Location identification entries:
------------

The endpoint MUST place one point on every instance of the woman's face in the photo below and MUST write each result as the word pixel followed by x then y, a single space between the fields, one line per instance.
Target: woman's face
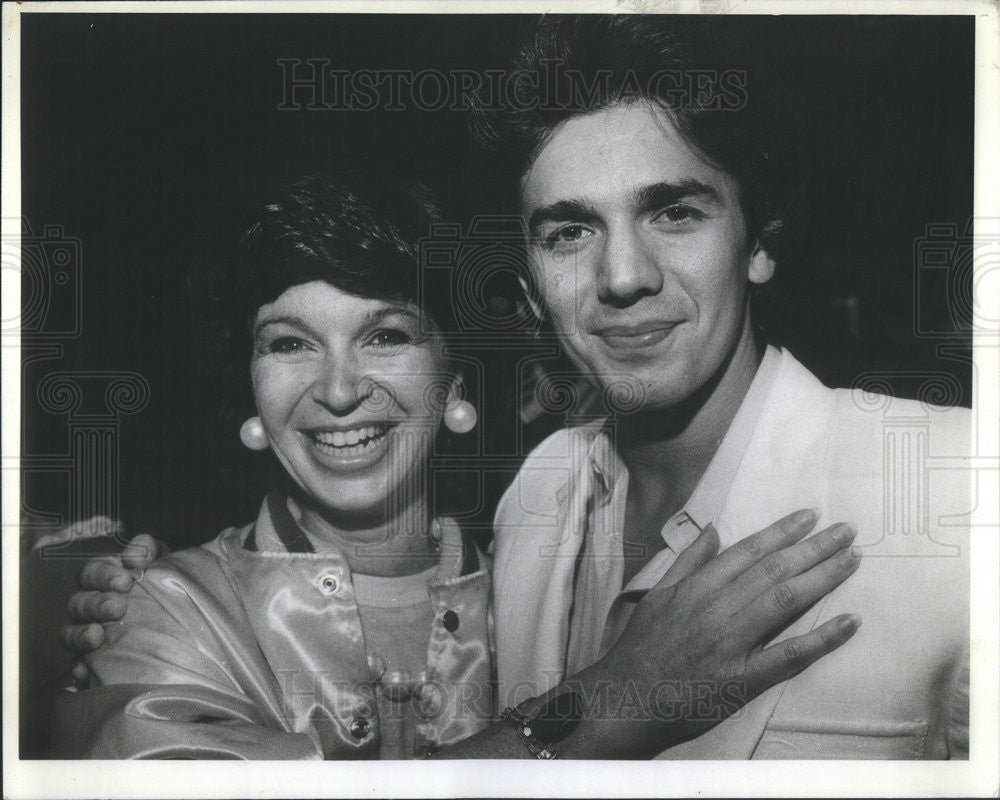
pixel 351 393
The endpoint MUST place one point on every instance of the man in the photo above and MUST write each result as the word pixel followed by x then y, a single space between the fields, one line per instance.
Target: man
pixel 653 212
pixel 651 221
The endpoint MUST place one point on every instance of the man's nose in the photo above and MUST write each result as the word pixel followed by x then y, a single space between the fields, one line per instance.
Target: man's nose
pixel 627 271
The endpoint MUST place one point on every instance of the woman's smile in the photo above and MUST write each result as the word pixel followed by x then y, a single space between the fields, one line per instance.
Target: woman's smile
pixel 352 447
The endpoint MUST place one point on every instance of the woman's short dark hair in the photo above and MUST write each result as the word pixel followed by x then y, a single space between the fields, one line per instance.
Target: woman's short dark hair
pixel 708 80
pixel 358 232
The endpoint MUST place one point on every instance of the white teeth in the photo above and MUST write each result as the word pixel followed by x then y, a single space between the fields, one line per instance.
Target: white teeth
pixel 350 438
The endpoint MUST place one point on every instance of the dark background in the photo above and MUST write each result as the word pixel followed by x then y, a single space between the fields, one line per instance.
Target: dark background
pixel 147 137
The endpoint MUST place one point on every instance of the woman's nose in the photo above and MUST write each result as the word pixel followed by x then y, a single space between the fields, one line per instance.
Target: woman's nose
pixel 627 271
pixel 341 384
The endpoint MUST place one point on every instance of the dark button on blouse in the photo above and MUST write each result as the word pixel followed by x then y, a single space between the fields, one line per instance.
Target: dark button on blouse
pixel 360 727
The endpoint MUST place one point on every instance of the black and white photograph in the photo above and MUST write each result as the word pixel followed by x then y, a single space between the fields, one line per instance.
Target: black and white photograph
pixel 463 387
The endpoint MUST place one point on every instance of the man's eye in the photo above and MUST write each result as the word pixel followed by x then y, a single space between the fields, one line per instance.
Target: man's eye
pixel 679 213
pixel 568 233
pixel 390 337
pixel 286 345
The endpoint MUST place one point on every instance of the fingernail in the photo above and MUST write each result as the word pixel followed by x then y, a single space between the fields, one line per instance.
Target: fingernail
pixel 849 622
pixel 805 517
pixel 844 533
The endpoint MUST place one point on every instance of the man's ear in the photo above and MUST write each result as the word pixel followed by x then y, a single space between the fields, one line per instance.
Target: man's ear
pixel 762 266
pixel 530 296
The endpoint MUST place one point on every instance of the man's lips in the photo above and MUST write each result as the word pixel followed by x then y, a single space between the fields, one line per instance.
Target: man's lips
pixel 631 337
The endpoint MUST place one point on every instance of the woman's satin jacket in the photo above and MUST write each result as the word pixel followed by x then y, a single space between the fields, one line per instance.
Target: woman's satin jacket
pixel 251 647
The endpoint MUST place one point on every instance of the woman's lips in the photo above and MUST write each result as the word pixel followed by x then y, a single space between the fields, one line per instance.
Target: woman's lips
pixel 349 447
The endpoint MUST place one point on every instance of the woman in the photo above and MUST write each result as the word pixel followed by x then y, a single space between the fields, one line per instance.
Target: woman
pixel 345 621
pixel 349 621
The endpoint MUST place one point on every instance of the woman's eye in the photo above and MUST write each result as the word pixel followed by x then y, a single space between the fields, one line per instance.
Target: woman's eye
pixel 390 337
pixel 286 345
pixel 568 234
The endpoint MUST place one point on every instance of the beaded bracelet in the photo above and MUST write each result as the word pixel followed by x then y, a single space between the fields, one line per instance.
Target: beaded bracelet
pixel 522 725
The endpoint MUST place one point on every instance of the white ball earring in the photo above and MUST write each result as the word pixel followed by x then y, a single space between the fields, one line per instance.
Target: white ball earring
pixel 460 416
pixel 252 434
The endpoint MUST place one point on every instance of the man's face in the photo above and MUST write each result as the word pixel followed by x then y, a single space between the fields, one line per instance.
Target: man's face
pixel 639 249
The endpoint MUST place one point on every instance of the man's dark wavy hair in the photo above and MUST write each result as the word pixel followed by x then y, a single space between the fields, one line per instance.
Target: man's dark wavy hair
pixel 703 72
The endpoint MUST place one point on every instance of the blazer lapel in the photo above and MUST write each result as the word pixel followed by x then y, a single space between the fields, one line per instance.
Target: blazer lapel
pixel 783 470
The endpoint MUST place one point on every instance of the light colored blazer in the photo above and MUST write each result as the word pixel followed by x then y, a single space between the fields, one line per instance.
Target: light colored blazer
pixel 898 469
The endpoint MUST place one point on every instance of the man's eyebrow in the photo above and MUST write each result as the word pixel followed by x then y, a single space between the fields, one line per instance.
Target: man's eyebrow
pixel 646 197
pixel 660 194
pixel 562 211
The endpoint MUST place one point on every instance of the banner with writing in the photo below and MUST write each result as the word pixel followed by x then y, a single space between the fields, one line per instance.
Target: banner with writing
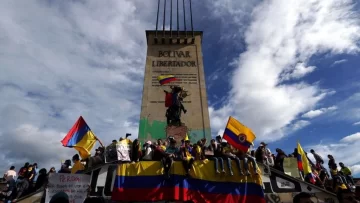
pixel 74 185
pixel 123 149
pixel 290 167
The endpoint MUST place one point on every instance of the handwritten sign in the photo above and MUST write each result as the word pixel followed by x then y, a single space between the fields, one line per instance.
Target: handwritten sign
pixel 290 167
pixel 123 149
pixel 74 185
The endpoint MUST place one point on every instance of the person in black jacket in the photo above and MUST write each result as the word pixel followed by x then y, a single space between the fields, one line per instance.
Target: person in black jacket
pixel 10 192
pixel 41 180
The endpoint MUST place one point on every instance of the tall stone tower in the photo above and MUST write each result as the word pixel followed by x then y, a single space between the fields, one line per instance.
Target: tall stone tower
pixel 175 53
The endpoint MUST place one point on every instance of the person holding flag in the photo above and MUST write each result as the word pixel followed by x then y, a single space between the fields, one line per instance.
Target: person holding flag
pixel 185 154
pixel 238 135
pixel 304 165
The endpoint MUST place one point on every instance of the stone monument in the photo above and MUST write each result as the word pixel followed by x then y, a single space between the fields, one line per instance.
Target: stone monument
pixel 177 54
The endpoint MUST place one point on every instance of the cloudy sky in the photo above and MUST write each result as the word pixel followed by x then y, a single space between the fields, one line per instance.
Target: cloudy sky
pixel 286 69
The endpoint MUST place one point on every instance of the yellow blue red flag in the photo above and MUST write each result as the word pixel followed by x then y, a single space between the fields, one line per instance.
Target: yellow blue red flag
pixel 81 138
pixel 304 161
pixel 147 178
pixel 238 135
pixel 164 79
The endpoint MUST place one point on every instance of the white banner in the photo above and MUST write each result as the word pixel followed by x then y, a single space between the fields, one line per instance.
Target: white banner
pixel 123 149
pixel 74 185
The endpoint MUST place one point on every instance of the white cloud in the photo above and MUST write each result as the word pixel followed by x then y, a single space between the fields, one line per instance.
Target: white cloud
pixel 339 62
pixel 318 112
pixel 299 71
pixel 60 60
pixel 345 151
pixel 281 35
pixel 355 169
pixel 349 109
pixel 351 138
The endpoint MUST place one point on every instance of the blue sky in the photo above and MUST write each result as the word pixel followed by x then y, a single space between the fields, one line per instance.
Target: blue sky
pixel 287 70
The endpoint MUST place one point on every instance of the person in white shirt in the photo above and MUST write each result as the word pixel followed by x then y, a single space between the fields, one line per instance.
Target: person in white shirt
pixel 10 172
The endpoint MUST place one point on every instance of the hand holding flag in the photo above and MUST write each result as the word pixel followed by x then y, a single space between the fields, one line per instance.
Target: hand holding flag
pixel 81 138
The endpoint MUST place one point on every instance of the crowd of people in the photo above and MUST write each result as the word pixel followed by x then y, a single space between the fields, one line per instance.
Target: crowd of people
pixel 29 178
pixel 319 175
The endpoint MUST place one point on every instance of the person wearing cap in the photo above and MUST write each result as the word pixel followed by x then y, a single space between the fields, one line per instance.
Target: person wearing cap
pixel 218 139
pixel 186 157
pixel 147 151
pixel 347 173
pixel 302 197
pixel 171 153
pixel 346 196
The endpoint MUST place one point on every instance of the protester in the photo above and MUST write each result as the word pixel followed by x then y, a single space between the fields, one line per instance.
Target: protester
pixel 78 167
pixel 22 183
pixel 216 155
pixel 147 152
pixel 60 197
pixel 346 196
pixel 10 172
pixel 136 151
pixel 347 173
pixel 302 197
pixel 186 157
pixel 171 154
pixel 279 160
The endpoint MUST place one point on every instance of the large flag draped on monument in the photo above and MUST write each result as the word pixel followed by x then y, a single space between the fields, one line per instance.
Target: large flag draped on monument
pixel 144 181
pixel 81 138
pixel 238 135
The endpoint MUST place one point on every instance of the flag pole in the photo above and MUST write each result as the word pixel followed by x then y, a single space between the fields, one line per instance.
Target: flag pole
pixel 99 141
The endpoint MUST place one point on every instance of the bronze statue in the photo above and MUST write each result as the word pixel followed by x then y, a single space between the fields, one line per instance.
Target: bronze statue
pixel 175 106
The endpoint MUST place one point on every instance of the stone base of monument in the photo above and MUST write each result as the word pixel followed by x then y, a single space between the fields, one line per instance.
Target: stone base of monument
pixel 178 132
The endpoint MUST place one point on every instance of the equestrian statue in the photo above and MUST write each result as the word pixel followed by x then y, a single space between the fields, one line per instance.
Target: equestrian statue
pixel 173 102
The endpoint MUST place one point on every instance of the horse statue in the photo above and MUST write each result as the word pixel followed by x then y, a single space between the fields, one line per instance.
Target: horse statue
pixel 173 101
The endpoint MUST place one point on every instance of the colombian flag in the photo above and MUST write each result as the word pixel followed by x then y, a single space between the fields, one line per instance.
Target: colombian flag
pixel 238 135
pixel 304 161
pixel 145 182
pixel 164 79
pixel 81 138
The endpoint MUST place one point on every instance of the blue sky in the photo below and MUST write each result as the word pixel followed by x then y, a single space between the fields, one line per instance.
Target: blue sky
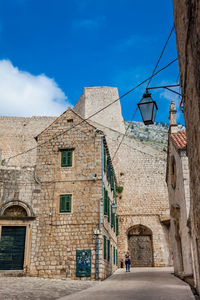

------------

- [Requirement]
Extract every line from the one containing "the hand holding" down to the one containing "pixel 319 175", both included, and reproduce them word for word.

- [Solution]
The endpoint MUST place one point on every instance of the hand holding flag in the photo above and MUST write each result as the word pixel followed by x then y, a single space between the fields, one line per instance.
Target: hand holding flag
pixel 81 138
The endpoint MUST place one point on every instance of the crowd of people in the photo above and MUST write each result as the word pixel followed by x then y, a single space between the fields, one line per instance.
Target: crowd of people
pixel 29 178
pixel 319 175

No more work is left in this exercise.